Task:
Each entry below should be echoed exactly, with pictures omitted.
# Input rows start
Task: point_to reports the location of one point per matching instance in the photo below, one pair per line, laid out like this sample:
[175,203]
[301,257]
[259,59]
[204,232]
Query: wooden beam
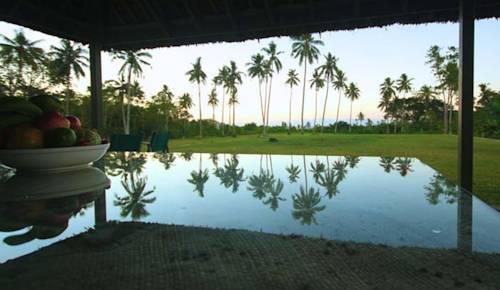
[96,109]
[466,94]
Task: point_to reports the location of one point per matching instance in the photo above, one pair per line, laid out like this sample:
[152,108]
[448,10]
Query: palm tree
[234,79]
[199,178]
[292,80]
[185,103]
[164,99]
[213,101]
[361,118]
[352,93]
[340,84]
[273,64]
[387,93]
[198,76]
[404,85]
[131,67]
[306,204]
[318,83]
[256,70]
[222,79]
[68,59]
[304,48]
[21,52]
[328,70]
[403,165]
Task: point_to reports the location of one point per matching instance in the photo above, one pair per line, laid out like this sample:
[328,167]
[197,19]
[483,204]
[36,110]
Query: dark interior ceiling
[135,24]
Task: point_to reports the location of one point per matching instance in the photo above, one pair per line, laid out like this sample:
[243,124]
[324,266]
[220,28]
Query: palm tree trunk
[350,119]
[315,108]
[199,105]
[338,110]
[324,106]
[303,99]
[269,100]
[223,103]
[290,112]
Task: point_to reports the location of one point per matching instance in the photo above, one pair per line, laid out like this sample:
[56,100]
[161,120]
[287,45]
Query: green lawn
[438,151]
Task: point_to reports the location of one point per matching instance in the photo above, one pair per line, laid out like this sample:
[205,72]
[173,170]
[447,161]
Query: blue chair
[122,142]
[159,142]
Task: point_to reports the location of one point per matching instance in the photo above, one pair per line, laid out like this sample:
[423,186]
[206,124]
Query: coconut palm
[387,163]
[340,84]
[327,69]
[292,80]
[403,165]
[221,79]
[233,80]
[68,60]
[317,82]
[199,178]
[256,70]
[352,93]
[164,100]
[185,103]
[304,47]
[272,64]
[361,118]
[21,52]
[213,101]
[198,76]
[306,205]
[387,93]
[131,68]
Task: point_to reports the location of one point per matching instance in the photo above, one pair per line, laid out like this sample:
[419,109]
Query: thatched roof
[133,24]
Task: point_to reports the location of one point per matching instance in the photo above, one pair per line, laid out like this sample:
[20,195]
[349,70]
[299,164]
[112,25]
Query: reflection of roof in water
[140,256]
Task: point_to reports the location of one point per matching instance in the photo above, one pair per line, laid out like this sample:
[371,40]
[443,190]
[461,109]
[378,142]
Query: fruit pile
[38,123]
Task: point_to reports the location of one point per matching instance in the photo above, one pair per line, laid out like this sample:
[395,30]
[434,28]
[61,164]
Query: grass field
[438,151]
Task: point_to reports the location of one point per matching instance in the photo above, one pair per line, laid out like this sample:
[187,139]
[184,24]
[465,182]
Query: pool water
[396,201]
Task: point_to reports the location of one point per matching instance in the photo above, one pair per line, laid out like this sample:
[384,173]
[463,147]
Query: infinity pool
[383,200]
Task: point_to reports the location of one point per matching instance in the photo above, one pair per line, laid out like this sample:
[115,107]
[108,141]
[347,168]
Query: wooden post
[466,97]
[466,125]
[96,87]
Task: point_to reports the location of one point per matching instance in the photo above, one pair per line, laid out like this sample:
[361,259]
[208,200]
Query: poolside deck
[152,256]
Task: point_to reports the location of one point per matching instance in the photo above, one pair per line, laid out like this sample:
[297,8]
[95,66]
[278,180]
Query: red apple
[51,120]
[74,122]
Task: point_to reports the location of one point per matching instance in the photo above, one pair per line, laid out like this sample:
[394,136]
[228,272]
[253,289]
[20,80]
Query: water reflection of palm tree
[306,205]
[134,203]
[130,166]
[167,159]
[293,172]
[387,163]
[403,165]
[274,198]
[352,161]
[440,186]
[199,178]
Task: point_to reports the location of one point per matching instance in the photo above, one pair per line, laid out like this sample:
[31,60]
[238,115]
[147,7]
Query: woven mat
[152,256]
# Input rows end
Task answer:
Task: point_to reports the location of one point per matching instance in the photo below, one pair per line, laid out like this sample:
[175,203]
[301,257]
[259,59]
[204,232]
Query: wooden beam
[96,109]
[466,94]
Task: point_to reports the location of one point per matching instance in the photo above, one pair per line, laid out like this sample:
[152,108]
[448,10]
Query: palm tree
[234,79]
[199,178]
[292,80]
[185,103]
[164,99]
[213,101]
[361,118]
[352,93]
[340,84]
[273,64]
[387,93]
[198,76]
[404,85]
[131,67]
[306,204]
[318,83]
[256,70]
[222,79]
[68,59]
[304,48]
[21,52]
[328,70]
[403,165]
Task: point_to reports the location of one point per matching instance in the photo above, one pair per line, laid out like this sample:
[328,167]
[197,19]
[483,204]
[36,110]
Query: dark interior ceiling
[135,24]
Task: point_to reports the location of one point per matching instance in the photo above, one pair per line, laid out like this sample:
[243,124]
[324,266]
[220,28]
Query: palm tree trunk
[350,119]
[315,108]
[199,105]
[338,110]
[324,106]
[303,99]
[269,100]
[223,103]
[290,112]
Task: point_to reports the location of one point per matching instance in the photo above, one pair per line, laid out like this sample:
[56,100]
[161,120]
[287,45]
Query: green lawn
[438,151]
Task: point_to reports the location of one point per matching instance in the photo above, one pair per line, laid out like this sample:
[205,72]
[173,170]
[447,161]
Query: blue chair
[122,142]
[159,142]
Task: point_to reports the location of one point per matching instance in the photo above, one pair per line, laid out like this sample:
[423,186]
[206,124]
Query: coconut palm
[387,163]
[340,84]
[327,69]
[292,80]
[403,165]
[221,79]
[233,80]
[68,60]
[317,82]
[199,178]
[256,70]
[352,93]
[164,100]
[185,103]
[304,47]
[272,64]
[361,118]
[21,52]
[213,101]
[198,76]
[306,205]
[387,93]
[131,68]
Task: point_to reports the location of one point per matching instance in the photo above, one pair per line, laid out like this sample:
[419,109]
Query: thatched roof
[133,24]
Task: point_to reports the location of one point per matching instance in the photo above, one pair per line, laid out like this sample:
[20,195]
[349,70]
[299,164]
[112,25]
Query: reflection of roof in water
[140,256]
Task: point_to reports the location of one point per matching instance in the photo above, one pair per line, laid out like this sample:
[371,40]
[443,190]
[461,109]
[378,142]
Query: fruit pile
[38,123]
Task: point_to reports the location of one point per matching instance in the photo above, one pair per line, laid out like this sample:
[395,30]
[434,28]
[61,164]
Query: grass field
[438,151]
Task: point_to reports the location of one point per matching instance in the photo above, one pair per line, laid out like this sample:
[187,139]
[184,24]
[465,182]
Query: pool water
[396,201]
Task: point_to reports the location of one point per matching instance in the photo above, one pair per line, laid out like this sample:
[384,173]
[463,147]
Query: infinity pool
[383,200]
Task: point_to reports the location of one point per matching instance in the photo above, one pair per line, laid out like this sample:
[115,107]
[108,141]
[347,168]
Query: wooden post
[466,97]
[466,125]
[96,87]
Task: point_to reports the location of one point per matching instance in the photo above, one pair per line, laid out like this sample:
[361,259]
[208,200]
Query: poolside deck
[152,256]
Task: point_to reports the location of one point per matching instance in the photo above, one pair per line, laid out like this sample:
[297,8]
[95,66]
[278,180]
Query: red apple
[51,120]
[74,122]
Task: point_to reports the location of one point per matching instance in the photo above, one pair per line, laid out like this sample:
[394,136]
[228,272]
[253,289]
[20,80]
Query: water reflection of palm tree
[306,205]
[134,203]
[130,166]
[167,159]
[293,172]
[387,163]
[403,165]
[274,198]
[352,161]
[440,186]
[199,178]
Task: point_to reports the location of one point per matching instance in the photo above, one pair per line, laid out like this sample:
[31,60]
[238,115]
[147,7]
Query: woven mat
[152,256]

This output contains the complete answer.